## Goal of the exercise:
Pick out each line of the items that contains the word "window" and copy those lines. Treat uppercase and lowercase as different.

── Listed entries ──

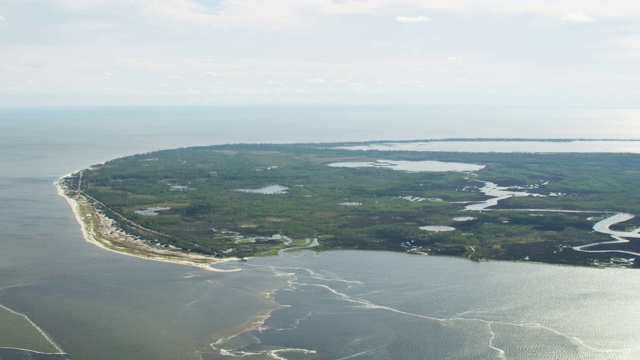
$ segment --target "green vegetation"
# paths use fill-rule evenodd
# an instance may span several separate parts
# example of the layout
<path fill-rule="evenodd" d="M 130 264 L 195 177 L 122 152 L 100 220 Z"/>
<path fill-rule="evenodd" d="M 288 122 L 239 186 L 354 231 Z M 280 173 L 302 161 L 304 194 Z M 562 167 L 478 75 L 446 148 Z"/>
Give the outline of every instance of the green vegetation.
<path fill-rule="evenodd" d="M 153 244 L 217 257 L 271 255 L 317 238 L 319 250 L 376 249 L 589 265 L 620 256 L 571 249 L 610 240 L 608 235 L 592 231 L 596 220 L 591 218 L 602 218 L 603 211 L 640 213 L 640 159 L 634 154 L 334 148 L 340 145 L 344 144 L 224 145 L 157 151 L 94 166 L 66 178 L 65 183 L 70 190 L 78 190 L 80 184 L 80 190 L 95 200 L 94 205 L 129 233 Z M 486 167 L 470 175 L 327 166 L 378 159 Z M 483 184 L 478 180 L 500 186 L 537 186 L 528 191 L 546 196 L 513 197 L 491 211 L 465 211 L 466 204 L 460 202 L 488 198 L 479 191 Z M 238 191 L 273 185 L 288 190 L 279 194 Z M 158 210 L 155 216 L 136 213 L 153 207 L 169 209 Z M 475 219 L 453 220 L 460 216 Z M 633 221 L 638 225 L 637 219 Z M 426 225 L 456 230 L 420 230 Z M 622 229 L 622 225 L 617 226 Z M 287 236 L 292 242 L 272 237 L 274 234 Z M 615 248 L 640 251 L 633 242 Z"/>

───
── Listed entries ──

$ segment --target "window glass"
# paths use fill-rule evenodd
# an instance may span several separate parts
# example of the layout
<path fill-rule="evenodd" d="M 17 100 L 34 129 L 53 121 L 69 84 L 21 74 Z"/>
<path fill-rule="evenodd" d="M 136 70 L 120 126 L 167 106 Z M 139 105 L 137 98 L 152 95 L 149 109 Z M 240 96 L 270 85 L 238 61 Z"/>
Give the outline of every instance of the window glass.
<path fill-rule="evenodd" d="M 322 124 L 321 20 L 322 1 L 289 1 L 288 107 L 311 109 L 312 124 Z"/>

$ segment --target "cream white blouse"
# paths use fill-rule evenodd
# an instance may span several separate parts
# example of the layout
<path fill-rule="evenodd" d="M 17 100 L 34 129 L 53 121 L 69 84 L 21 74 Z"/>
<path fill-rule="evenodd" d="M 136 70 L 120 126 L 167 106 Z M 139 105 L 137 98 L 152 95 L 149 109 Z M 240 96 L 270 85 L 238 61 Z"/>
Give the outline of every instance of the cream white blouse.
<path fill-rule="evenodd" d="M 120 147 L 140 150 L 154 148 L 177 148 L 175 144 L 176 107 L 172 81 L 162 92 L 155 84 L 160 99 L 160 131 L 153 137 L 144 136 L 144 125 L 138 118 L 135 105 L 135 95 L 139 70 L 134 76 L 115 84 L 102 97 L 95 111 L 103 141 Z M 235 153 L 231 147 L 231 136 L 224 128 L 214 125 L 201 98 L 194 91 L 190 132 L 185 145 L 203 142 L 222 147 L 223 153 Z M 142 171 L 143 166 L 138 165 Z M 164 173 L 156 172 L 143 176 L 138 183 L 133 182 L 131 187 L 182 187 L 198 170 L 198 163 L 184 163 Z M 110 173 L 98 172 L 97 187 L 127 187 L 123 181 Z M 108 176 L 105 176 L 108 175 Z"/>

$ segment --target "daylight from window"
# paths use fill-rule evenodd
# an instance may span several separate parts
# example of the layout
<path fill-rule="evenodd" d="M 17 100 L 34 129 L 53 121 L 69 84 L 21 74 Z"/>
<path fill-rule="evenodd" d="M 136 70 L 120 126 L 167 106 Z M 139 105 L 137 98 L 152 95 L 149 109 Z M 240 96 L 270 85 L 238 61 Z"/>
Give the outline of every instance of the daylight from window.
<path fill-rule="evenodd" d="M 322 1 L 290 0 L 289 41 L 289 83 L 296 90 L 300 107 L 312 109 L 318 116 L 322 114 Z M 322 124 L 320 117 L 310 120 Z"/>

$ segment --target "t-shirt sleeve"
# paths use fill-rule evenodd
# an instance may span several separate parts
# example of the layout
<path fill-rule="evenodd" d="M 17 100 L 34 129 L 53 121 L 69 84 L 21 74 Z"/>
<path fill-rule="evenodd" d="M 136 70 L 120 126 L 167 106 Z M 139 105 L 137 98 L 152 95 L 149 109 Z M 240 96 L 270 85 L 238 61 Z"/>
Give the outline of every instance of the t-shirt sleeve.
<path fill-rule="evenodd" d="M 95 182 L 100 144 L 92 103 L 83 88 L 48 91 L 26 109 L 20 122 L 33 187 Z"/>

───
── Listed entries ──

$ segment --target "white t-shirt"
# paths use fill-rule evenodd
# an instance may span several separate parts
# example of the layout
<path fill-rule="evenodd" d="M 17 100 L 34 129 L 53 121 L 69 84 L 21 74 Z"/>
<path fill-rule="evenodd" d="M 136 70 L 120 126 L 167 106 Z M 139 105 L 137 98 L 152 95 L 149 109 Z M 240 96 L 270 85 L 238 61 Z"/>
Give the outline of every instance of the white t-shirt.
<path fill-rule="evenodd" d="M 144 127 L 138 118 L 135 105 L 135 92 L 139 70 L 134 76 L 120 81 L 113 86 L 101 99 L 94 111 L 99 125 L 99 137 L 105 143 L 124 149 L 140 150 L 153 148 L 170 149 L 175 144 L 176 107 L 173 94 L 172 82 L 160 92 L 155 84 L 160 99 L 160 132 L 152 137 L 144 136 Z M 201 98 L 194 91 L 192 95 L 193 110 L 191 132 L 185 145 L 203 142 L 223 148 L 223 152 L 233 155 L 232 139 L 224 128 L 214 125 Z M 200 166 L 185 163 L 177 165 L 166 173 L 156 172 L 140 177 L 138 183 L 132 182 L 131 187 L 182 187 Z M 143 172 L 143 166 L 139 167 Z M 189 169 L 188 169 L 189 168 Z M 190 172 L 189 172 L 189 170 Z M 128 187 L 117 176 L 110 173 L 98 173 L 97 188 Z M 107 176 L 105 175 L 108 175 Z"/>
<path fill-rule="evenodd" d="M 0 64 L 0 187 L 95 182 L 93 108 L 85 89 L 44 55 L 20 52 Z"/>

───

## Full answer:
$ segment --target "window glass"
Give the outline of every instance of the window glass.
$ segment --target "daylight from window"
Give the outline of every instance of the daylight from window.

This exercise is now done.